-- Opening Marker --

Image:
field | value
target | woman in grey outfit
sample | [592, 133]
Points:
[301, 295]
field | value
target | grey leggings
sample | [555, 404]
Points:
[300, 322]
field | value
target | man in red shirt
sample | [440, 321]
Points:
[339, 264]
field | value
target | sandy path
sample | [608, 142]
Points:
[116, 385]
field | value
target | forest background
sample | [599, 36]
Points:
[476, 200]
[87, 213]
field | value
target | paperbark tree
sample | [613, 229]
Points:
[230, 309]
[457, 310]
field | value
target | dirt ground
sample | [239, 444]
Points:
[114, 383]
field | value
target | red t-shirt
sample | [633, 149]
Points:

-- Closing Marker --
-- Opening Marker --

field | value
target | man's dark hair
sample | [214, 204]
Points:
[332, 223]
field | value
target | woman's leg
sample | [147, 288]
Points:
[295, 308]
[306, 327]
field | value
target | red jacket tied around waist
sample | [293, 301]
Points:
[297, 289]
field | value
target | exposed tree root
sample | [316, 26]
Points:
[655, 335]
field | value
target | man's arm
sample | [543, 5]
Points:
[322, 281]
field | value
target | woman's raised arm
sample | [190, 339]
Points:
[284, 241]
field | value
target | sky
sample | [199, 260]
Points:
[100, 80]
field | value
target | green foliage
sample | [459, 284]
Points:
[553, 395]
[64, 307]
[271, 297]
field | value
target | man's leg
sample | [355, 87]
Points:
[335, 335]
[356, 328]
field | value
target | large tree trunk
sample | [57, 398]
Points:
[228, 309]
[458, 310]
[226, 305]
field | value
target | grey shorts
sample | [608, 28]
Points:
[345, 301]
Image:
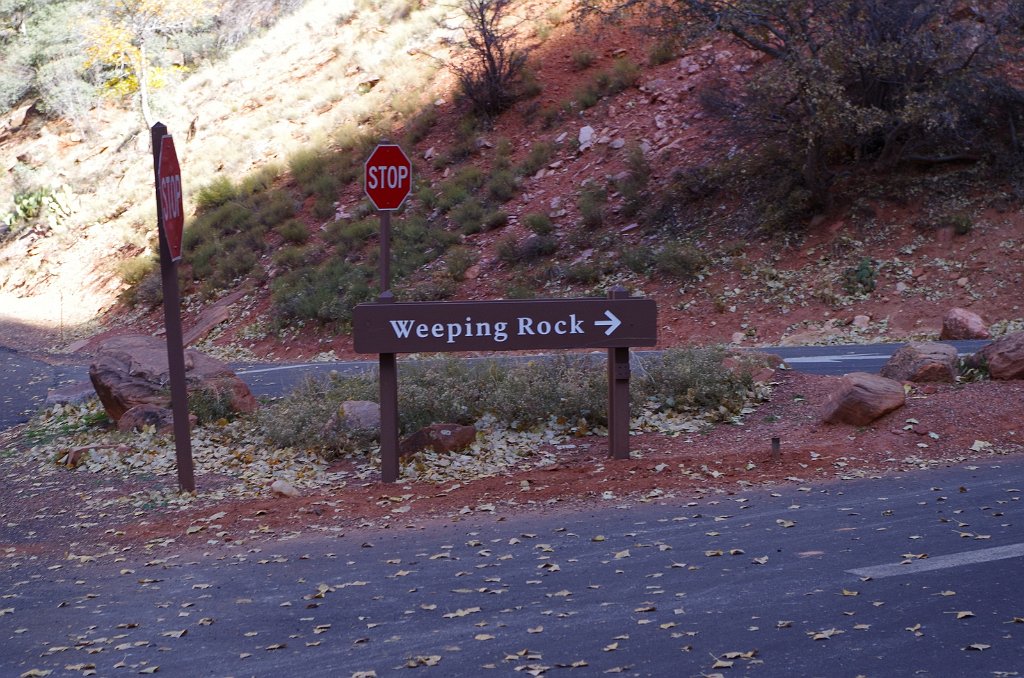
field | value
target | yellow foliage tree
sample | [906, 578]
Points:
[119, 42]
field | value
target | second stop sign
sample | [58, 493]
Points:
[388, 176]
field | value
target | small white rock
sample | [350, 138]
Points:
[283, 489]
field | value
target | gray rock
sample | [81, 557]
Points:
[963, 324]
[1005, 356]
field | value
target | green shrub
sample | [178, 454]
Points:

-- Closing Marker --
-- Opening Marker --

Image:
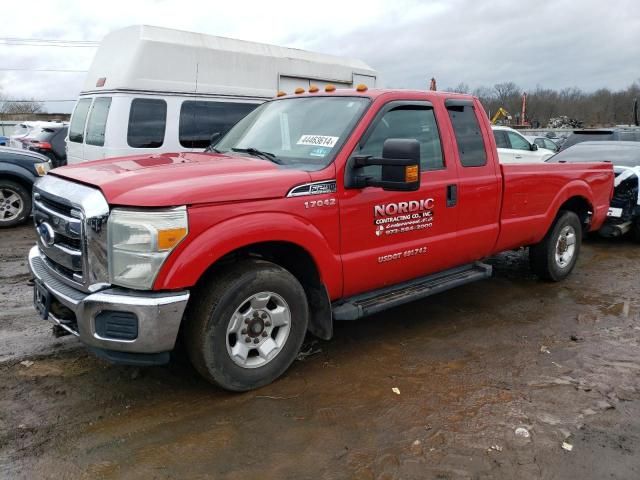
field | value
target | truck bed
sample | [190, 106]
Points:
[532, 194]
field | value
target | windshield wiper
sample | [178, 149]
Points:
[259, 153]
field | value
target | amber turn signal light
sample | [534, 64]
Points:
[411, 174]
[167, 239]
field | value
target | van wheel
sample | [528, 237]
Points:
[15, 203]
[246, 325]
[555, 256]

-- Closing Marker --

## TASK BRIEF
The word "tree" may appear in several lines of the data; copy every line where it does.

## SOLUTION TO THE PROBLEM
target | paperbark tree
target | exposed tree root
target | large tree trunk
target | yellow foliage tree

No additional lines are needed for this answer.